Work required:
Collect every line of the material below that contains the word "gray", copying each line in full.

== Input records ==

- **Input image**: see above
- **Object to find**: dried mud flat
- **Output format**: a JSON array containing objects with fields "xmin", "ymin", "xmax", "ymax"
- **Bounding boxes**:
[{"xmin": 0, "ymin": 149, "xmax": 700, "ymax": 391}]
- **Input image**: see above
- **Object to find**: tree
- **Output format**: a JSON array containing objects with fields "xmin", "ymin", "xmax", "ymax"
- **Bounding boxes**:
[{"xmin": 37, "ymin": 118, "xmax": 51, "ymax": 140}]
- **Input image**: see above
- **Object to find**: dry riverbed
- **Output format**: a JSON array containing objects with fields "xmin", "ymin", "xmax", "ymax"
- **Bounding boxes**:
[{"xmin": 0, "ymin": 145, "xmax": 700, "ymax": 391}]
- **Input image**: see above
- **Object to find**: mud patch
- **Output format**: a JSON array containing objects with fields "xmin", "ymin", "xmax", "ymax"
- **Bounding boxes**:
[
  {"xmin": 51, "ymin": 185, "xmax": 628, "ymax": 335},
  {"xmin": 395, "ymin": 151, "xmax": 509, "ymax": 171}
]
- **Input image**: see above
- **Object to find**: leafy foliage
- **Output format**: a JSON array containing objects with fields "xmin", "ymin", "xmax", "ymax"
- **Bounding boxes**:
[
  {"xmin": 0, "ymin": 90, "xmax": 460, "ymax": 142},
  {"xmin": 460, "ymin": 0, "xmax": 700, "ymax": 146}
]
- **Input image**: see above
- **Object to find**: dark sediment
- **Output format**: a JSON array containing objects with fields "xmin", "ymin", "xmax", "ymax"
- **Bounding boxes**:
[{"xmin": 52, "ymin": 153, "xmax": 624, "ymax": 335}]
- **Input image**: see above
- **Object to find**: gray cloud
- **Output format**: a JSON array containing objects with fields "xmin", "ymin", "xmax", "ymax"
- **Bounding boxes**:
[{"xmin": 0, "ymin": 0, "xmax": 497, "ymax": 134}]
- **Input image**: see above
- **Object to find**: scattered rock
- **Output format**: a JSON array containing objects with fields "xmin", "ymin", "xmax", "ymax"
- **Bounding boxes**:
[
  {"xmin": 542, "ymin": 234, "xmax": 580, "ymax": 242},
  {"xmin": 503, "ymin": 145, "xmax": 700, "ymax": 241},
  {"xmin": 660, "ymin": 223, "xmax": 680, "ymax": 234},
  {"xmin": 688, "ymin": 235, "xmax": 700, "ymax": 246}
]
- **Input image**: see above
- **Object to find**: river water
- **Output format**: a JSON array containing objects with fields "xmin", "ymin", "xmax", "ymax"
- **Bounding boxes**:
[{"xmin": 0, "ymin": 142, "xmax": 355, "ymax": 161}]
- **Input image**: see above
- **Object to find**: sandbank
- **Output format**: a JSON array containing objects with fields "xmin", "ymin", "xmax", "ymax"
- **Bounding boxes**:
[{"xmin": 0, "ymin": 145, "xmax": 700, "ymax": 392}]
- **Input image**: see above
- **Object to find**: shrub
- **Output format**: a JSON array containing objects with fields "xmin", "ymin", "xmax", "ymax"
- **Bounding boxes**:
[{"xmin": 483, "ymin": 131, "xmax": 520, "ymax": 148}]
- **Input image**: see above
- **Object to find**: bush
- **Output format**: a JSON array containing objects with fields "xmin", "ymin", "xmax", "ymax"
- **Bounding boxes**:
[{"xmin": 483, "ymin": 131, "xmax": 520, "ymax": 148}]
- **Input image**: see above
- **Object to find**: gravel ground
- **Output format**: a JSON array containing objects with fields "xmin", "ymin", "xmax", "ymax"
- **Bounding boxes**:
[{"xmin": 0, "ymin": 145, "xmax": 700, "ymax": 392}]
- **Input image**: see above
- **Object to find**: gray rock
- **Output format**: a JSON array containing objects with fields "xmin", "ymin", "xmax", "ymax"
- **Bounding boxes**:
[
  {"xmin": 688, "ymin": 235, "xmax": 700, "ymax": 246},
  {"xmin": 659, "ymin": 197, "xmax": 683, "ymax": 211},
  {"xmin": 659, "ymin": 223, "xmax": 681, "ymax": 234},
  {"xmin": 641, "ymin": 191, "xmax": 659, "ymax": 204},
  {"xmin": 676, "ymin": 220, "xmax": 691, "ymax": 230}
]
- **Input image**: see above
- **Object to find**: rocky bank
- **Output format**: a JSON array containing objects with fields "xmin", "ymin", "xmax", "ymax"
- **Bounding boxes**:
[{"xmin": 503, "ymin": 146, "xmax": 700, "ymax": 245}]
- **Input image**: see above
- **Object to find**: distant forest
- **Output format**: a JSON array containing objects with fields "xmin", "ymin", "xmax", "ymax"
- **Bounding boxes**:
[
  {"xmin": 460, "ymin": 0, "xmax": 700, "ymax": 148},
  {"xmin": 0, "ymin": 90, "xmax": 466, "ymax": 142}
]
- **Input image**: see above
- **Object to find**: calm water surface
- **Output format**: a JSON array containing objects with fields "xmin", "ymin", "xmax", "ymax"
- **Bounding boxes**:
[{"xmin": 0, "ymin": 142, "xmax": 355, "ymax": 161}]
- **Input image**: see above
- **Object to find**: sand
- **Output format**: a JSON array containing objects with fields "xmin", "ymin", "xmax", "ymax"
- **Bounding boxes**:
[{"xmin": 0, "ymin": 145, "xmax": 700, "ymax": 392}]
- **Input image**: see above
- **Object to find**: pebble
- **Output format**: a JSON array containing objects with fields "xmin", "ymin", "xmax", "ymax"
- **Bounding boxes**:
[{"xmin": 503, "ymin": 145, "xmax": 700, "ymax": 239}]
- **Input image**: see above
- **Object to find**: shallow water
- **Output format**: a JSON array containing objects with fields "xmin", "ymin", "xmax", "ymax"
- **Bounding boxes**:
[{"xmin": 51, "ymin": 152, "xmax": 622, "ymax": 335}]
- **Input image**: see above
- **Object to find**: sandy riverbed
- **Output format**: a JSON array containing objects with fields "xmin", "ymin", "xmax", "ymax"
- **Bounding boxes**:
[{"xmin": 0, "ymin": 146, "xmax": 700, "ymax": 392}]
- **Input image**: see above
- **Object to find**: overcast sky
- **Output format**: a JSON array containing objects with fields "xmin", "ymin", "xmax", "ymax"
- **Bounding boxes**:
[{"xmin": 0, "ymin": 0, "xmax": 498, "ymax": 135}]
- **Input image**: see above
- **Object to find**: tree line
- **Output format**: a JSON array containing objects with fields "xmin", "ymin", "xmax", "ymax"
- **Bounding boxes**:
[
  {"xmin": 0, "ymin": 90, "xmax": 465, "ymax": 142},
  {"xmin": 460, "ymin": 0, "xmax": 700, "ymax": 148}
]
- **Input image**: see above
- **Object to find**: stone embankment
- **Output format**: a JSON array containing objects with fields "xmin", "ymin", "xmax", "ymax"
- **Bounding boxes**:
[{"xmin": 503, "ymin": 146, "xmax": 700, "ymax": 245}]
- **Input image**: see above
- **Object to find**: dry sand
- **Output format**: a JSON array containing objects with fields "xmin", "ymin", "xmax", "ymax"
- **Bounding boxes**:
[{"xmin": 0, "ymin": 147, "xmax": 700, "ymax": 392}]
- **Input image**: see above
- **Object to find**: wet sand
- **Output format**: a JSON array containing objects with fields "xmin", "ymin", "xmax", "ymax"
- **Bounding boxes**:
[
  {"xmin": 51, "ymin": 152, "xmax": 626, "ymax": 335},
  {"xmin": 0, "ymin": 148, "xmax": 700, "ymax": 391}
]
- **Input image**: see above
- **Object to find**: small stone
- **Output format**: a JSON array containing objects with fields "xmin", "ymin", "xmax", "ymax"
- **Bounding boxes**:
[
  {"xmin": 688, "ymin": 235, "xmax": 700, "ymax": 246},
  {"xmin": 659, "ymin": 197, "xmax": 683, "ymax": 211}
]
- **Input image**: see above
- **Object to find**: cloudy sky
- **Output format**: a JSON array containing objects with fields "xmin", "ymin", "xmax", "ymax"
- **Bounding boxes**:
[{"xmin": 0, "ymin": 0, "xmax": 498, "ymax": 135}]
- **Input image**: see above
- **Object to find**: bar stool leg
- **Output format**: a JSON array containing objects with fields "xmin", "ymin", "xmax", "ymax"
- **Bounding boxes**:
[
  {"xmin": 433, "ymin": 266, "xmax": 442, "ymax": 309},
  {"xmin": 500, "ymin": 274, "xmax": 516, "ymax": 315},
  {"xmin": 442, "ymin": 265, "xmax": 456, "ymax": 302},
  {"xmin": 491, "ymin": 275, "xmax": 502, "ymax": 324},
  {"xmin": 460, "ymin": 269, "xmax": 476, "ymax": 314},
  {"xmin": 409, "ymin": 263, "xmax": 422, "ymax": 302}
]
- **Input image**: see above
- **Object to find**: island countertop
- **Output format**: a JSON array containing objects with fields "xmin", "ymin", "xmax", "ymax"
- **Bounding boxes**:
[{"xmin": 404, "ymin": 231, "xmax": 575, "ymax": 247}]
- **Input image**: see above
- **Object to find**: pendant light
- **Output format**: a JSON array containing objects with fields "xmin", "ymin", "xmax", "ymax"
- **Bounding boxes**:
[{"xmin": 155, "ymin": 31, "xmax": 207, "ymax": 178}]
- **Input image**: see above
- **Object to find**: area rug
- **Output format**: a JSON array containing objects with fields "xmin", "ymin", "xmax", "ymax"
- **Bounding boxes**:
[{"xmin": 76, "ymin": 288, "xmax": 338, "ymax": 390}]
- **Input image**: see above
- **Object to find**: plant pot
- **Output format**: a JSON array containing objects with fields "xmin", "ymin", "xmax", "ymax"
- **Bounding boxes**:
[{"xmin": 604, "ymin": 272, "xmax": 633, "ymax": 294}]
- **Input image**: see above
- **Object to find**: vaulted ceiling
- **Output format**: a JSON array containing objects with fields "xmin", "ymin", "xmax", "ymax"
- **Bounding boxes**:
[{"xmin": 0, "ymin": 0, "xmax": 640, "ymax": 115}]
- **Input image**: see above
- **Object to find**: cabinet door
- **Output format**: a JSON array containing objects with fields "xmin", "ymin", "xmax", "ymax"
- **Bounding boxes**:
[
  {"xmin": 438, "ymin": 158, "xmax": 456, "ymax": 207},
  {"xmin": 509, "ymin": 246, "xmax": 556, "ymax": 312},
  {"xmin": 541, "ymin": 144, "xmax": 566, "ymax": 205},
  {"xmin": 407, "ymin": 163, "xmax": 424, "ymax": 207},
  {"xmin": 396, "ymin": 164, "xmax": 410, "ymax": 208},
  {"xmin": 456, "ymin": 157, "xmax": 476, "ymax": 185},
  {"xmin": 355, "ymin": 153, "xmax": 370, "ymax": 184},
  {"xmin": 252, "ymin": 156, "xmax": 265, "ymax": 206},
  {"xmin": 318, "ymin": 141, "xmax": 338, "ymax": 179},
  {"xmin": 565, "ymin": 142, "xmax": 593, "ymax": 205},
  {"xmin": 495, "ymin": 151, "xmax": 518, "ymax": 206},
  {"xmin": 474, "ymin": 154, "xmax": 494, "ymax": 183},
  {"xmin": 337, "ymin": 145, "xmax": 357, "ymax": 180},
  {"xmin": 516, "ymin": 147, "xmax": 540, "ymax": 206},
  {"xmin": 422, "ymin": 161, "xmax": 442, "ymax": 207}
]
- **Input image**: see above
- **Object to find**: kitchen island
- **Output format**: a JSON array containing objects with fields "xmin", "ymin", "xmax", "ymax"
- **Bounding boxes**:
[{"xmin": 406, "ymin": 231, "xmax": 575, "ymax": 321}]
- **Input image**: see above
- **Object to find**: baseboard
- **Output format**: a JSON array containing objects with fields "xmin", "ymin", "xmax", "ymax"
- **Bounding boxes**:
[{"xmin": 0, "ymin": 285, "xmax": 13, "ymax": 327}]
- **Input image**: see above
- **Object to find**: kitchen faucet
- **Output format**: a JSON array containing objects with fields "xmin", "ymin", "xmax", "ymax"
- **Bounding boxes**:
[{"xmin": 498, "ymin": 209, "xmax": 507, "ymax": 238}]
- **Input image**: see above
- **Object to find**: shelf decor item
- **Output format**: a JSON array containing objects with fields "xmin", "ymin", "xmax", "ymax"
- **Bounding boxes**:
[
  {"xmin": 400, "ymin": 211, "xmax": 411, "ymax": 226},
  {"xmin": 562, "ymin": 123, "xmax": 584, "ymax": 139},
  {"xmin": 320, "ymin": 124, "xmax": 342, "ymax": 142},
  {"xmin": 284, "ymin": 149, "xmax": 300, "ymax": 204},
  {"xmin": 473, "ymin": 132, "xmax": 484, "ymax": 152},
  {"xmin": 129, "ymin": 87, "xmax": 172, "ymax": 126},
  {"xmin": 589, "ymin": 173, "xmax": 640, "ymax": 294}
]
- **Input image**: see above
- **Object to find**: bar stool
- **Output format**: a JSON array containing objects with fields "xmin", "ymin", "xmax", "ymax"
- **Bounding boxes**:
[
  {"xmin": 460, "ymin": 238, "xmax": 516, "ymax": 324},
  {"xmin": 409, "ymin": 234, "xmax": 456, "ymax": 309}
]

===

Task response:
- **Object to find**: gray cloud
- **Object to find**: gray rock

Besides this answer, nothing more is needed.